**Image location labeling entries**
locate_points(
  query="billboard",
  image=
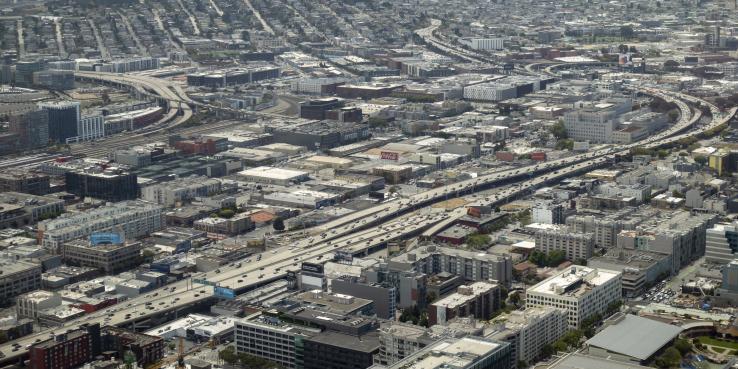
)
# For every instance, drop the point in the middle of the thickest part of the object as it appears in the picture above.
(389, 155)
(105, 238)
(225, 293)
(312, 268)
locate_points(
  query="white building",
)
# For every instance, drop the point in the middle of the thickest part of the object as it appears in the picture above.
(722, 243)
(548, 213)
(576, 245)
(89, 128)
(529, 330)
(180, 190)
(134, 218)
(490, 91)
(273, 175)
(582, 291)
(484, 43)
(30, 304)
(595, 121)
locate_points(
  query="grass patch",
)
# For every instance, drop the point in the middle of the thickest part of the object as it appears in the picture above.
(732, 345)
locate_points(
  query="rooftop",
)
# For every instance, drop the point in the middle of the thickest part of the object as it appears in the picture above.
(574, 281)
(619, 337)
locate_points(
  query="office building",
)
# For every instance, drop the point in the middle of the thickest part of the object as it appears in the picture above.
(323, 135)
(640, 269)
(577, 246)
(529, 331)
(582, 291)
(233, 76)
(108, 257)
(181, 190)
(134, 218)
(722, 243)
(109, 184)
(59, 80)
(89, 128)
(316, 109)
(383, 296)
(458, 353)
(399, 340)
(32, 128)
(63, 119)
(478, 300)
(25, 182)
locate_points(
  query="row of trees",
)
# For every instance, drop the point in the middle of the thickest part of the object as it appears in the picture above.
(245, 360)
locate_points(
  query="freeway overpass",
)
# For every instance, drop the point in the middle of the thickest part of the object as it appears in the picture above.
(370, 228)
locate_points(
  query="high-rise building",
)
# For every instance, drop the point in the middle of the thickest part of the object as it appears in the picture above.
(63, 119)
(583, 291)
(32, 128)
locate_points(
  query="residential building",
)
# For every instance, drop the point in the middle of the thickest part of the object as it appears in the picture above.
(63, 118)
(134, 218)
(108, 257)
(67, 350)
(471, 265)
(595, 121)
(18, 277)
(582, 291)
(577, 246)
(479, 300)
(722, 243)
(529, 331)
(30, 304)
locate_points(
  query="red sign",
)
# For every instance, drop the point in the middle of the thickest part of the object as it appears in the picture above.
(389, 155)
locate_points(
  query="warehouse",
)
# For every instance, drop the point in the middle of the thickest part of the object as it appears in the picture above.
(273, 175)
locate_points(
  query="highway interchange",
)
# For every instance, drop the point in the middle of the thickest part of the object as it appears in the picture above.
(365, 229)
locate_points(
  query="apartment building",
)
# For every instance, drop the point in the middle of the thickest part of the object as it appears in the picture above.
(134, 218)
(577, 246)
(528, 331)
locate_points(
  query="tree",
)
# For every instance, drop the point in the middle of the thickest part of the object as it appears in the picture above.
(559, 130)
(228, 355)
(278, 224)
(669, 359)
(478, 241)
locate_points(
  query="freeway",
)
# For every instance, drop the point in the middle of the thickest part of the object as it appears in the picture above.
(356, 235)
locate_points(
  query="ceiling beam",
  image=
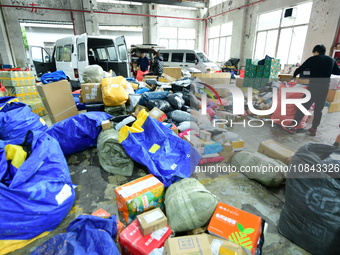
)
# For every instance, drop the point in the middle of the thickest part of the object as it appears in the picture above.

**Given task**
Pictures are excluded; copy every other part of the records exactly.

**Task solution**
locate_points(
  query="billboard",
  image=
)
# For every instance, drop the point in the middle of the thickest part of the object as it appears in the picture above.
(389, 155)
(105, 238)
(225, 293)
(312, 268)
locate_points(
  query="white building",
)
# For every instance, drop the point in the middle of the thickest part of the object as it appears in the picture above.
(722, 243)
(548, 213)
(576, 245)
(89, 128)
(529, 330)
(180, 190)
(134, 218)
(490, 91)
(273, 175)
(582, 291)
(484, 43)
(30, 304)
(595, 121)
locate_points(
  query="grass patch",
)
# For every instance, drop the point in the middle of the thickest part of the object as it appears in the picture above.
(732, 345)
locate_points(
  query="rooftop",
)
# For every instance, drop the point in the middle of the thickest part of the object as it appears in the picture above.
(574, 281)
(619, 337)
locate_points(
  query="office building",
)
# For every instance, drop the point in the middle of the thickest part of the object as it appears in the picture above.
(323, 135)
(640, 269)
(577, 246)
(529, 331)
(582, 291)
(233, 76)
(108, 257)
(181, 190)
(134, 218)
(722, 243)
(109, 184)
(59, 80)
(89, 128)
(316, 109)
(383, 296)
(458, 353)
(399, 340)
(32, 128)
(63, 119)
(478, 300)
(25, 182)
locate_points(
  query="row of trees",
)
# For every instance, drop the point in the middle of the thickest part of the object as it appears in the picture above.
(245, 360)
locate_points(
  query="freeway overpass",
)
# For every instance, drop the point in the middle of the thickest part of the object as it appears in the picture above.
(370, 228)
locate_points(
  query="high-rise building",
)
# For every instance, drop the point in the middle of the thickest part of the object as it appears in the picture above.
(63, 119)
(583, 291)
(32, 128)
locate_points(
  query="residential building",
)
# For every instance, drop the point in the middle of the thickest part of the object as it appears in the picture above.
(63, 118)
(134, 218)
(108, 257)
(67, 350)
(471, 265)
(595, 121)
(18, 277)
(582, 291)
(577, 246)
(479, 300)
(722, 243)
(529, 331)
(30, 304)
locate_points(
  query="red sign",
)
# For every instance, drop the point in the middle of the thickest part of the object as it appears in the picture above.
(389, 155)
locate_points(
  query="warehouse",
)
# For every instance, drop the point in the middle of the thickest part of the object as it appears in the picture above.
(273, 175)
locate_points(
  query="highway interchange",
)
# For every instance, drop the point in the middle of the thickest part of the object as it appears in the picture above.
(365, 229)
locate_points(
  query="apartment building",
)
# For every instance, drop the point in the middle of the thickest part of the object as it appears in the picture above.
(134, 218)
(577, 246)
(528, 331)
locate_points(
  query="tree",
)
# For every instance, drop the point in the middle of the thickest part of the object as it appears in the picture above.
(559, 130)
(228, 355)
(278, 224)
(669, 359)
(478, 241)
locate_points(
  query="freeway",
)
# For every instance, drop the point in the middle of the thickest part of the object as it appears in the picture above.
(356, 235)
locate_points(
  query="ceiling beam",
  image=
)
# For every instance, drop the point in the middle of the thickest part of the object as it appears in the picture above.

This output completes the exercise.